**GIVEN PROBLEM A:** In the supersonic flight passage, at what speed does an aircraft pass through the sound barrier?
**GIVEN PROBLEM B:** Please reproduce the supersonic flight passage word for word from "But over a decade" to "private jet market.".

**QUOTED PASSAGE:**
Until now, any jet breaking the sound barrier would normally generate a boom loud enough to frighten the children and a shockwave severe enough to rattle the windows.

But over a decade of research by plane makers such as Gulfstream Aerospace is now starting to deliver the technology necessary to make commercial supersonic flight a reality once again – if only in the private jet market.

Key to their work has been the design of the jet’s nose and engine nacelles, the outer casing that encloses the engine core, which are the surfaces that effectively stretch and then tear the air ahead of the aircraft as it passes through the sound barrier at 1,220kph, otherwise known as Mach 1.

Gulfstream’s Quiet Spike is essentially a retractable nose tip that changes the shape of a traditional sonic boom pressure wave as it builds up in front of the jet so that when it passes Mach 1, the “boom” is quieter than the thunderclap made by Concorde by a factor of 10,000, according to Gulfstream.

**RECORDS PROVIDED:**
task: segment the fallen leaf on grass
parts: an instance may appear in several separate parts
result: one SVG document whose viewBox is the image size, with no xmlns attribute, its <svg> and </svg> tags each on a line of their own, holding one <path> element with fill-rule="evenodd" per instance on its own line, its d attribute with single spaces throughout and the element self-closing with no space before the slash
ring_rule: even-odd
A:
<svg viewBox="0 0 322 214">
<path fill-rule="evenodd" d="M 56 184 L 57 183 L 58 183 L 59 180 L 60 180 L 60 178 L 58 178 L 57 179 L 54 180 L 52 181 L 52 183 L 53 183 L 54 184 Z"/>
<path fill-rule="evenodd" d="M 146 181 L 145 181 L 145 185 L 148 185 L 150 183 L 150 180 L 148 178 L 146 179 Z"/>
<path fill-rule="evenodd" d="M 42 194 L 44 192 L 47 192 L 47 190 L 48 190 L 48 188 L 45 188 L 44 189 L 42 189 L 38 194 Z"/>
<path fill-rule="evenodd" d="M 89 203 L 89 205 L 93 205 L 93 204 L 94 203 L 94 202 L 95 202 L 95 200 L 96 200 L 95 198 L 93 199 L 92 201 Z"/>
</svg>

**CORRECT RESPONSE A:** 1,220kph, otherwise known as Mach 1.

**CORRECT RESPONSE B:**
But over a decade of research by plane makers such as Gulfstream Aerospace is now starting to deliver the technology necessary to make commercial supersonic flight a reality once again – if only in the private jet market.